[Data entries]
::::::::::

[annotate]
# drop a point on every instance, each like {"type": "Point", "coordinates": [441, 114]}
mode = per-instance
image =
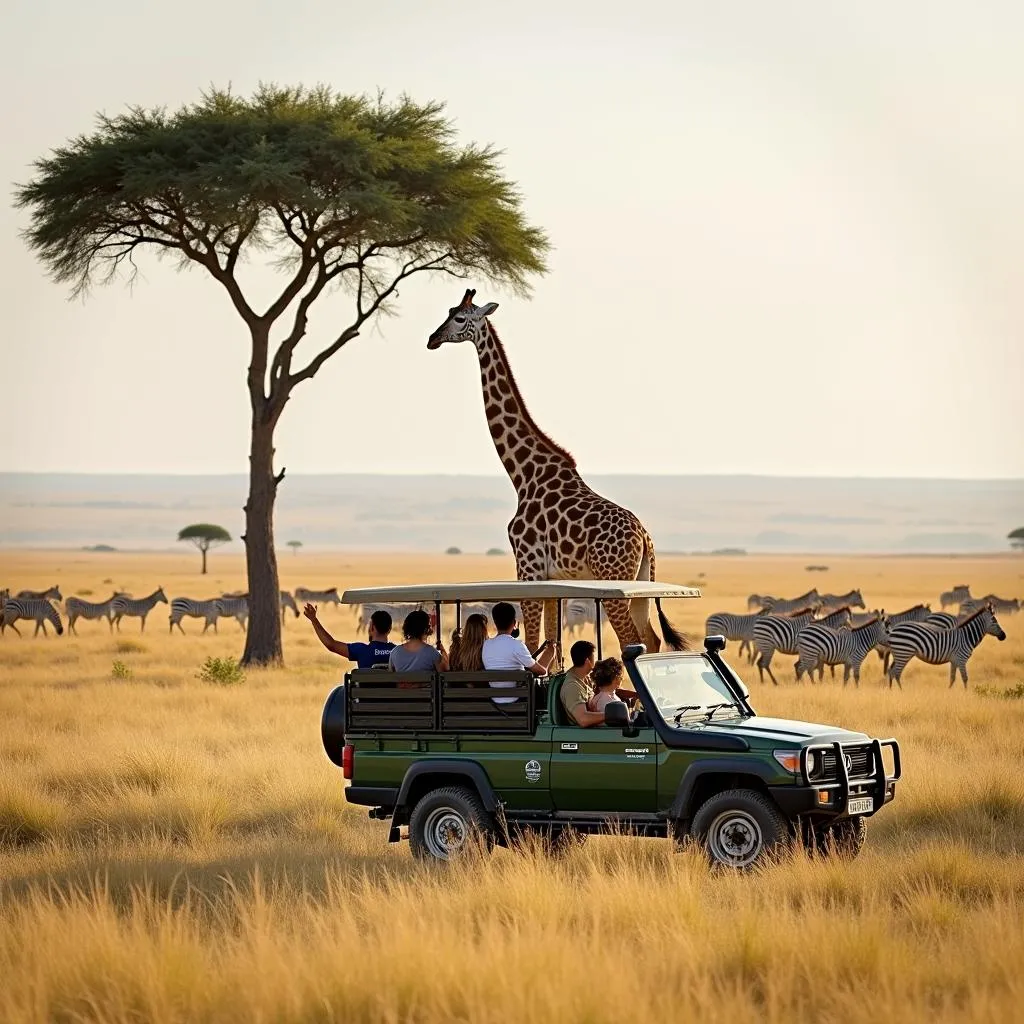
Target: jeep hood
{"type": "Point", "coordinates": [780, 730]}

::::::::::

Rewrite all the records above in full, multiplying only the coordinates given as answers by 1.85 and rounding each to a whole number, with halves rounded up. Leave the pictures out.

## Exercise output:
[annotate]
# drop a point on every instance, each like {"type": "Point", "coordinates": [441, 114]}
mode = per-instance
image =
Target: jeep hood
{"type": "Point", "coordinates": [1443, 1351]}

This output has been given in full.